Stored items
━━━━━━━━━━━━━━━━
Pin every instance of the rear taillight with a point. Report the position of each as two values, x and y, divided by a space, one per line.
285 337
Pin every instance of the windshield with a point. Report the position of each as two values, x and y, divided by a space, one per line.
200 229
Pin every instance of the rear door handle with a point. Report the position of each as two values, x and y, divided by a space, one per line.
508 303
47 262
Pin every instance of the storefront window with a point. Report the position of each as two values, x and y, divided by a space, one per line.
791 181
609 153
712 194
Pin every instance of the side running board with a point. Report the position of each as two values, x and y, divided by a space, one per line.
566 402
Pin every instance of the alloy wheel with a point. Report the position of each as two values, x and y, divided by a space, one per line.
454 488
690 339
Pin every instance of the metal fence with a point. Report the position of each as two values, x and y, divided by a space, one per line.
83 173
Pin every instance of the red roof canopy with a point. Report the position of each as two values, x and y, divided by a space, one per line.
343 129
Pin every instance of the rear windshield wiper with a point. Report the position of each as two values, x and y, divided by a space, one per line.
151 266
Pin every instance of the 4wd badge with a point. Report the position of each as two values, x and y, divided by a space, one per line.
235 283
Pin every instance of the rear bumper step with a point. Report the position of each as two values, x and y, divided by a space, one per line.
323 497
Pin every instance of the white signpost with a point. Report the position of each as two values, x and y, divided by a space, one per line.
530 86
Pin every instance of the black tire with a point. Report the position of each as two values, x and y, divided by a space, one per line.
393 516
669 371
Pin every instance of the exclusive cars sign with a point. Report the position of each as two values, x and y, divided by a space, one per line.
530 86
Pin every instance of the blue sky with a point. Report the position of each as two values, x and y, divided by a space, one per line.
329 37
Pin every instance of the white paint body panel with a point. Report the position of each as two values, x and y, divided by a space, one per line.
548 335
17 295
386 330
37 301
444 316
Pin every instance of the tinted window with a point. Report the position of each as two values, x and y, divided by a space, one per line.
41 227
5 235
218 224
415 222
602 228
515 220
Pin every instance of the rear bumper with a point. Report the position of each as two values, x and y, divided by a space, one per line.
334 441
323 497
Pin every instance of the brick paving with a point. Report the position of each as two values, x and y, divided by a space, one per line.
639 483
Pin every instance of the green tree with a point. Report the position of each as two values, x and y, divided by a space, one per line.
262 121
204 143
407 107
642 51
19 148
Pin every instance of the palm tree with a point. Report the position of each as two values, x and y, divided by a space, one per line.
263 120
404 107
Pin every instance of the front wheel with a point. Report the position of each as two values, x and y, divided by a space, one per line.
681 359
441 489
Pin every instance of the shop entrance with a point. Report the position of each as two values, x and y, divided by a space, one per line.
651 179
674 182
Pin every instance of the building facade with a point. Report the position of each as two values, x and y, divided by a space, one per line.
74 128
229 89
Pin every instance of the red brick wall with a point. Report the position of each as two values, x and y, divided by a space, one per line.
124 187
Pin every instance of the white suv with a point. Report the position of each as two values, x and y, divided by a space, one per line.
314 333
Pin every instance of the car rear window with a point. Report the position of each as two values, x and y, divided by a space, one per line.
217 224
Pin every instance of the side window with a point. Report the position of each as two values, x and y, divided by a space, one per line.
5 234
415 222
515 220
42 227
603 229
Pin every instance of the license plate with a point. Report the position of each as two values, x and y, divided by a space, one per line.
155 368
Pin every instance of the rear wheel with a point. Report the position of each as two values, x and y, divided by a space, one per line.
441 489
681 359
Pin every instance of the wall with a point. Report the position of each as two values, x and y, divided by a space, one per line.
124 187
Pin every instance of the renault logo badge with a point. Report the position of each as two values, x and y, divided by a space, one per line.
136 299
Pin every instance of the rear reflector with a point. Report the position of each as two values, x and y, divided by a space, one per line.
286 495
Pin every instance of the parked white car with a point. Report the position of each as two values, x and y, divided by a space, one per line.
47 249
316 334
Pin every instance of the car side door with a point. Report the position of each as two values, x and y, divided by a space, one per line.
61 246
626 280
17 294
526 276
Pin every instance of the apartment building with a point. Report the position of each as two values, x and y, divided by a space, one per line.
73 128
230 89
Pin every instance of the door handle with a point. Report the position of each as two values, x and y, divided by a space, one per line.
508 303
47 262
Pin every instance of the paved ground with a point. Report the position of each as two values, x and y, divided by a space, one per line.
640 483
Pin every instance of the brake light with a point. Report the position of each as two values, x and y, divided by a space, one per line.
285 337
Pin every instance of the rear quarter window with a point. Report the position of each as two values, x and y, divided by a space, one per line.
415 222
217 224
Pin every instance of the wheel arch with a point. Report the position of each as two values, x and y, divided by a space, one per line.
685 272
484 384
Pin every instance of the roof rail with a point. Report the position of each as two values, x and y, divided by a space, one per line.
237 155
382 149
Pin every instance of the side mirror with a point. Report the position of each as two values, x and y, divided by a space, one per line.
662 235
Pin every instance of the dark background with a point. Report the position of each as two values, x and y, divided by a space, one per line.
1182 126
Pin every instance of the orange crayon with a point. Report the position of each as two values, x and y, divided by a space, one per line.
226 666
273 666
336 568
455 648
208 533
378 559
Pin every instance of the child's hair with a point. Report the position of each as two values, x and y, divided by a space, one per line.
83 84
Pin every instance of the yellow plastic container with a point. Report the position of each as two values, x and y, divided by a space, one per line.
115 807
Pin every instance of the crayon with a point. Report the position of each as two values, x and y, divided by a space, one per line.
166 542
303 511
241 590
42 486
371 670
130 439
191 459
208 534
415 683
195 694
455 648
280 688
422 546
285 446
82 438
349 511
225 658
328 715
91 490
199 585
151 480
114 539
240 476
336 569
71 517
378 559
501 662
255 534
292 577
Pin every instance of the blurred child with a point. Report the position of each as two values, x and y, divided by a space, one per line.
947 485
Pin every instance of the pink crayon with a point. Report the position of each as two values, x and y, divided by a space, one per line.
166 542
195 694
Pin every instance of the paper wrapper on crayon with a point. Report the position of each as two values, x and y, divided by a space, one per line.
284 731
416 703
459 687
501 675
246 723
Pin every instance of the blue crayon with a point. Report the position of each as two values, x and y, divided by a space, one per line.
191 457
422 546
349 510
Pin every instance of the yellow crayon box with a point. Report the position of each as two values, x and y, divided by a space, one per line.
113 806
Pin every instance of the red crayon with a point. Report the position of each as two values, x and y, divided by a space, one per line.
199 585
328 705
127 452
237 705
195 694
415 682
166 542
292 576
━━━━━━━━━━━━━━━━
▶ [WHAT IS ASKED] Output each record exactly, leaving nothing out.

▶ [EXPECTED OUTPUT]
Pin every instance of the rear taillight with a point. Report the position of each as two values, x and y, divided by a space, one per line.
285 337
Pin every instance of the windshield with a point. Report the position of each as two values, x and y, divided by a space, one per line.
200 229
Pin every instance of the rear door handle with a point. Report the position of each as two values, x and y, divided by a space, one per line.
508 303
47 262
Pin every instance of the storefront window with a point. Report the position of each as two values, x and y, divided by a space, one per line.
791 181
609 153
712 194
Pin every instance of the side running board with a point. Report the position of each as two values, x and y, divided by a space, one per line.
566 402
Pin every instance of the alloy wheel with a point. Report the position of each as two values, x and y, divided by a space, one per line.
454 488
690 339
Pin every instance of the metal fence with a point. Report the position of each as two values, x and y, divided by a space, one per line.
83 173
Pin every instance of the red roof canopy with a point. Report the position of each as two values, x and y, divided by a space, one per line.
343 129
Pin every instance of the rear windshield wiper with a point. Report the position of each as two values, x and y, divided by a space, one per line.
151 266
Pin every instance of the 4wd badge with a point. Report the position of each as two values, x and y, divided by a space, one per line.
235 283
Pin every instance of the rear bumper step with a point. Report the position of each as two values, x and y, divided by a space, one per line.
323 497
Pin every instance of the white signpost with a point. Report the position of each as two values, x and y, divided by a space, one per line.
530 86
Pin every instance of the black tire with a point. Report the position of each as two values, x and y, divided by a space, one per line.
393 516
669 371
Pin every instance of the exclusive cars sign with a point. Report the position of each as two values, x and y, divided by a space, one per line.
530 86
Pin every instance of the blue sky with a point. Report the position of each as two values, x and y, divided by a space, one per line.
329 37
Pin every instance of the white paint body panel with a point. Report the position of each as two values, x and y, divided by a space, one per line.
548 335
17 295
386 330
37 301
444 316
Pin every instance of the tinted window with a point. Report the position of each as two values, x and y, divided by a space, one per line.
41 227
5 235
218 224
415 222
602 228
515 220
Pin every instance of the rear bumper with a point. Report the position of each as two values, x and y, divided by a space, one per line.
334 441
323 497
Pin every instance of the brick paving with a point. Report the position of each as two values, x and y, divided by a space, one per line.
639 483
Pin every instance of the green tree with a point. Report the position of each as two values, x and y, divided by a space, one per line.
262 121
204 143
407 107
642 51
19 148
Pin every instance of the palm tree with a point. Report the position of each as two values, x and y, divided by a space, one per line.
263 120
404 107
Pin every instance of the front wheel with a point. Report the position of each as two values, x and y, divided by a space, one per line.
681 359
441 489
Pin every instance of the shop entrance with a point. Report the position of each as two values, x and y, divided by a space, one per line.
651 179
674 182
Pin every instance of the building facade with a point. Report the position of each as two values, x and y, divided by a space, one per line.
74 128
229 89
Pin every instance of the red brick wall with a point. Report the position of each as two values, x and y, divided by a space, one per line.
124 187
Pin every instance of the white suv with a point. Report the position of each as two values, x and y, divided by a space, one per line.
314 333
Pin every instance of the car rear window with a point. Report the position of each as two values, x and y, divided by a space, one per line.
217 224
Pin every instance of the side window with a point. Report the position of each as two values, x and y, divided by a space, one per line.
5 234
415 222
515 220
42 227
603 229
Pin every instance of the license plate with a point. Report the position of each as two values, x and y, divided by a space, one per line.
155 368
Pin every instance of the rear wheel with a point. Report the position of each as two values, x and y, divided by a space, one per line.
441 489
681 359
Pin every instance of the wall with a point. Report the position of each as two values, x and y, divided by a space, one per line.
124 187
Pin every instance of the renault logo badge with a point. Report the position of each as two values, x and y, divided by a space, one per line.
136 299
Pin every instance of the rear reflector with a point. Report the position of each as two values, x and y, divided by a space, one per line.
286 495
Pin every instance of the parked white car with a point. Report the position of each as two values, x and y, divided by a space, one per line.
47 249
316 334
Pin every instance of the car side door with a point. Report the position of each as two values, x and y, divided by a space, one per line.
61 246
626 280
17 294
526 276
Pin every instance of the apartment building with a point. Report the position of each as two values, x and y, divided by a space, one per line.
73 128
230 89
Pin every instance of the door handle with a point. Report the position of each as two values, x and y, divided by a space, one per line.
508 303
47 262
Pin every instance of the paved ground with a point. Report the position of each as two values, x and y, divided by a space, one per line.
640 483
Pin every instance of the brake light with a point. Report the position of each as two values, x and y, divided by a space, one per line.
285 337
Pin every instance of the rear quarter window with a point. Report the position of each as two values, x and y, divided by a space, one per line.
415 222
217 224
Pin every instance of the wheel arch with a point. Report the position of each as two values, x and y, divided by a space, one per line.
685 272
484 384
Pin every instance of the roof rail with a point. Report the position of each as two values, x and y, divided by a space, one per line.
237 155
382 149
Pin every instance of the side mirror with a point. Report the position of each as two values, x and y, divided by a space, one per line.
662 235
Pin every instance of the dark background with a point. Report the position of each as two values, x and y, divided by a space, one per line.
1182 126
Pin every instance of the orange crayon with a point. Report the position of each as two values, x and y, divided by a space, one per line.
226 666
273 666
336 568
455 648
208 533
378 559
Pin every instance of the child's hair with a point. Report the position of each as two values, x and y, divided by a space, one per line.
83 84
Pin every instance of the yellow plastic container with a point. Report the position of each as two values, x and y, divided by a space, one per line.
115 807
Pin every instance of the crayon with a point. Report the position of each as two values, x and y, divided by a space, one per line.
166 542
303 511
241 590
42 486
371 670
130 439
191 459
208 534
415 683
195 694
455 648
280 688
422 546
285 446
82 438
349 511
225 658
328 715
91 490
199 585
151 480
114 539
240 476
336 569
71 517
378 559
501 662
255 534
292 577
Pin every instance of the blurred child with a point. Report the position of each as two values, x and y, divided by a space, one per line.
947 485
Pin every instance of the pink crayon with a point. Report the position of each as two values, x and y, divided by a space, one per line.
166 542
195 694
Pin every instance of the paper wrapper on crayon with a point. Report the position of each as two values, x and y, divided by a space, one per line.
284 731
416 703
459 687
501 675
246 723
Pin every instance of the blue crayon with a point. Report the position of each as two values, x and y, divided by a space, one per line.
191 457
422 546
349 510
Pin every instance of the yellow crayon box with a point. Report the position of each as two values, x and y, divided by a space, one per line.
113 806
Pin every instance of the red crayon with a point. Report the position of each as two values, x and y, divided by a space, one per line.
199 585
328 705
127 452
237 705
195 694
415 682
166 542
292 576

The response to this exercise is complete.